Reproduce the entire book-list column below word for word.

EXERCISE PASSAGE

********

I don’t usually pay much attention to lists of “Top 10 Books” that come out at the end of each year. They tend to be too much like those annoying, whitewashed annual holiday letters:
Look how artsy I am! I could not put down that impenetrable novel you tossed after 10 pages! See how smart I am! I loved that biography that weighs more than the chair I sat in to read it!
This year, though, I read two books I knew had to make every list. The first was The Warmth of Other Suns: The Epic Journey of America’s Great Migration (Random House). I had the good luck to review Isabel Wilkerson’s book for The Seattle Times.
I wrote:
Many of us see the history of African Americans as bracketed by slavery and the televised moments of the 1950s-’60s civil-rights movement. Coverage of Barack Obama’s historic election replayed those midcentury milestones: cruel, brave, jubilant, violent moments. The past unrolled in footage of powerful speeches; attack dogs and fire hoses; a dignified, unblinking dark-skinned girl walking into a Southern school with white adults screaming abuse all around her.
Isabel Wilkerson’s exceptional book, “The Warmth of Other Suns,” moves the story to a much larger screen, as she chronicles the migration of some six million African Americans who left the South behind between World War I and the 1970s. Her extensive demographic and social-history research, thousands of interviews and select oral histories create a fresh, rich book.
Wilkerson is getting well deserved recognition right and left. She’s already won a Pulitzer for her work at The New York Times – now she’ll likely get another.

********

AVAILABLE DATA
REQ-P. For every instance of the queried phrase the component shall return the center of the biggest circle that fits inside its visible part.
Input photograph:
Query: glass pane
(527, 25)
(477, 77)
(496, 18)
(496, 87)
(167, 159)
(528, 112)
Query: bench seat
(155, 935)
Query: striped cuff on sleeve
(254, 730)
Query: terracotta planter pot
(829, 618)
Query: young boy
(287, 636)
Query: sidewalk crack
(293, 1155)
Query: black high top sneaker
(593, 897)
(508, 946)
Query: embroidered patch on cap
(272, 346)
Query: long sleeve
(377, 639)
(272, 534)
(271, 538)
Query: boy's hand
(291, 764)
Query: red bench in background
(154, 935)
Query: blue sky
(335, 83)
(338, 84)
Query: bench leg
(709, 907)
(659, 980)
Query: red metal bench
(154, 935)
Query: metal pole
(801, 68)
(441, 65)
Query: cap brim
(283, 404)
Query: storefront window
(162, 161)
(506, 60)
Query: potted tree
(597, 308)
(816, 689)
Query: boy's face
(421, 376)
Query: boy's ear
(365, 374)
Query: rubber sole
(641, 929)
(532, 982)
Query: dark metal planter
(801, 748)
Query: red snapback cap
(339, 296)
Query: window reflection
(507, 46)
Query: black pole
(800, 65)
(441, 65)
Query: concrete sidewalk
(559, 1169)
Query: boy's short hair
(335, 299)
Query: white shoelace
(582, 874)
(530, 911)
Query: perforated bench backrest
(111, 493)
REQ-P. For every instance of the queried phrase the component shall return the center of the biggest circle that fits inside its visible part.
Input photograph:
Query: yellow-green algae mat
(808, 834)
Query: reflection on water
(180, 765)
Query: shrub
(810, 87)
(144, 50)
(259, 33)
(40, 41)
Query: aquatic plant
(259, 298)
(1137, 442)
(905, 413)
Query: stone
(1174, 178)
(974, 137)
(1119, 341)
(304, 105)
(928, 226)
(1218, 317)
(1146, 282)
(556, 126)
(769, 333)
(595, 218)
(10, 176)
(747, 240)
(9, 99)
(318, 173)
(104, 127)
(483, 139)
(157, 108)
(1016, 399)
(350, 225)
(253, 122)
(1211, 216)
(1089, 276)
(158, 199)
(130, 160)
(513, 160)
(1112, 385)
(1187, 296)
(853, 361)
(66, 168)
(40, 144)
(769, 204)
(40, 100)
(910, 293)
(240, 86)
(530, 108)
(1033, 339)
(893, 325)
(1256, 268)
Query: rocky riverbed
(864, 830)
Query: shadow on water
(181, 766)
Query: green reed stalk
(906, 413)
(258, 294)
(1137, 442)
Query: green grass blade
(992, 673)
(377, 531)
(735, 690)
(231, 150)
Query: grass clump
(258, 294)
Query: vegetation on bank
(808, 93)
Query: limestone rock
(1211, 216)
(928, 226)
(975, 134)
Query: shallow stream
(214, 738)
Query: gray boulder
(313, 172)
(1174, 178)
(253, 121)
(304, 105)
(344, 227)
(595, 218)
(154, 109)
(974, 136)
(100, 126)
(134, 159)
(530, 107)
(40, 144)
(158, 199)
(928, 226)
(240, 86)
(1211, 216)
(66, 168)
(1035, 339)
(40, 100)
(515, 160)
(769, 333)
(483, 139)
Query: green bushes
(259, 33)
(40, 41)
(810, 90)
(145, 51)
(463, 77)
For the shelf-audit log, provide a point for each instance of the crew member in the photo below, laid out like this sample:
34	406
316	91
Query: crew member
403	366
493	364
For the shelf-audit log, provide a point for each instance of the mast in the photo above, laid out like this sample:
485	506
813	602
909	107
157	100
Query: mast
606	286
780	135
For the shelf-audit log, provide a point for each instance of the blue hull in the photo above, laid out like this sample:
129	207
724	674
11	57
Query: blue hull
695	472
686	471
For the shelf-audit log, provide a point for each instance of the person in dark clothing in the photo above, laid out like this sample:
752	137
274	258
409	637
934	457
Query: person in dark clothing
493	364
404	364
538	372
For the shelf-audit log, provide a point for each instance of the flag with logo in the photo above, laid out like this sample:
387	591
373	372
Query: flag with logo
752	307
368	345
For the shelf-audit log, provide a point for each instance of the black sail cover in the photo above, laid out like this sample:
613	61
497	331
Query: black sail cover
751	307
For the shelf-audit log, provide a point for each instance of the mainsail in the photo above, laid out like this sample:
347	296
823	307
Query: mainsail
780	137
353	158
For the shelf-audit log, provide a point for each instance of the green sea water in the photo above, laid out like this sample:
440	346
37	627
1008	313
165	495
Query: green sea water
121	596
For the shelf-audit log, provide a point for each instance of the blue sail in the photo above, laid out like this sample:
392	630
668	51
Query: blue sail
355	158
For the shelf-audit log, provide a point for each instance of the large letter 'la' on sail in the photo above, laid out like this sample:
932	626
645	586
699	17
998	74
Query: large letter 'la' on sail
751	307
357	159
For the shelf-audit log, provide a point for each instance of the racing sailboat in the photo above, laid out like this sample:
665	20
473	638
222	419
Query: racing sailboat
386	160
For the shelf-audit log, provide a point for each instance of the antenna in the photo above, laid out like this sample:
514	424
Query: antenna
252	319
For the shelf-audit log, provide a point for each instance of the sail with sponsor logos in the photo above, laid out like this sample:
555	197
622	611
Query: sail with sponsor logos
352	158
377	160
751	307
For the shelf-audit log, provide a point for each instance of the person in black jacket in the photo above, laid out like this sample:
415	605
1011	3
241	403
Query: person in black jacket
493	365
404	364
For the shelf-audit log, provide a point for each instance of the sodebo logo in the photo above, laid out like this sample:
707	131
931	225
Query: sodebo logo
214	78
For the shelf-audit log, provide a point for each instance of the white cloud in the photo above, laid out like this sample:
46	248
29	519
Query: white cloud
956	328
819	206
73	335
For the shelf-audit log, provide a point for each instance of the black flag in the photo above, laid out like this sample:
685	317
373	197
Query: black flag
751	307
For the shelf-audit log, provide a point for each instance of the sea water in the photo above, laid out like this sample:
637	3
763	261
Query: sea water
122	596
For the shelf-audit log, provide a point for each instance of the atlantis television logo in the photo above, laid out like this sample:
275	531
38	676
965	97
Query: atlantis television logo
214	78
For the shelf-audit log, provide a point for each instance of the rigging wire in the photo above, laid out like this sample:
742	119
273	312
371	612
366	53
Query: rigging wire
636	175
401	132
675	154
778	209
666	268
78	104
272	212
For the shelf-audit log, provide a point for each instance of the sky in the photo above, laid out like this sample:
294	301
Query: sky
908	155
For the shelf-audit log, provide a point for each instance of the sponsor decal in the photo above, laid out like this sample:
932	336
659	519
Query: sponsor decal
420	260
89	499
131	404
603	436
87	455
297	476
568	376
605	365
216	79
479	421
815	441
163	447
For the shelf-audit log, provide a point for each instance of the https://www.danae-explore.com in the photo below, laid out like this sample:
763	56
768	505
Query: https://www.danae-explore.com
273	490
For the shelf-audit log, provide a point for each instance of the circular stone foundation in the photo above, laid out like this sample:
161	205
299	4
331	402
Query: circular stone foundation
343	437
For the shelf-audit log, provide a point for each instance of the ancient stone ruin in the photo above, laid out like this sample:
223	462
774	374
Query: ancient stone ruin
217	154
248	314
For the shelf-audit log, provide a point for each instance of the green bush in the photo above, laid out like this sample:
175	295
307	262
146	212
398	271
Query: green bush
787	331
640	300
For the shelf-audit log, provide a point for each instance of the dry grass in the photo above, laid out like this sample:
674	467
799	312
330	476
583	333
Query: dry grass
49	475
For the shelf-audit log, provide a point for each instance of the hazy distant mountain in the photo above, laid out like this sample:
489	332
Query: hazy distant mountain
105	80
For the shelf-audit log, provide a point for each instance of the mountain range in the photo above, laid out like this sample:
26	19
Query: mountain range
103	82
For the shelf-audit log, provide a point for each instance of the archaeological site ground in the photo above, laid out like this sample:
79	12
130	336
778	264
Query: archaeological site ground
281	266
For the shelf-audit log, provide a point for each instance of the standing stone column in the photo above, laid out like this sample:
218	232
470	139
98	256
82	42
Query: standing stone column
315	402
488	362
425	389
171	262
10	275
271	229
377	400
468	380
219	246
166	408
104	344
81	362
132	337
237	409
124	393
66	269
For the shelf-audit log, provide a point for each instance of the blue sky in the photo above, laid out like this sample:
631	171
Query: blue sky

********

OUTPUT FOR THIS TASK
I don’t usually pay much attention to lists of “Top 10 Books” that come out at the end of each year. They tend to be too much like those annoying, whitewashed annual holiday letters:
Look how artsy I am! I could not put down that impenetrable novel you tossed after 10 pages! See how smart I am! I loved that biography that weighs more than the chair I sat in to read it!
This year, though, I read two books I knew had to make every list. The first was The Warmth of Other Suns: The Epic Journey of America’s Great Migration (Random House). I had the good luck to review Isabel Wilkerson’s book for The Seattle Times.
I wrote:
Many of us see the history of African Americans as bracketed by slavery and the televised moments of the 1950s-’60s civil-rights movement. Coverage of Barack Obama’s historic election replayed those midcentury milestones: cruel, brave, jubilant, violent moments. The past unrolled in footage of powerful speeches; attack dogs and fire hoses; a dignified, unblinking dark-skinned girl walking into a Southern school with white adults screaming abuse all around her.
Isabel Wilkerson’s exceptional book, “The Warmth of Other Suns,” moves the story to a much larger screen, as she chronicles the migration of some six million African Americans who left the South behind between World War I and the 1970s. Her extensive demographic and social-history research, thousands of interviews and select oral histories create a fresh, rich book.
Wilkerson is getting well deserved recognition right and left. She’s already won a Pulitzer for her work at The New York Times – now she’ll likely get another.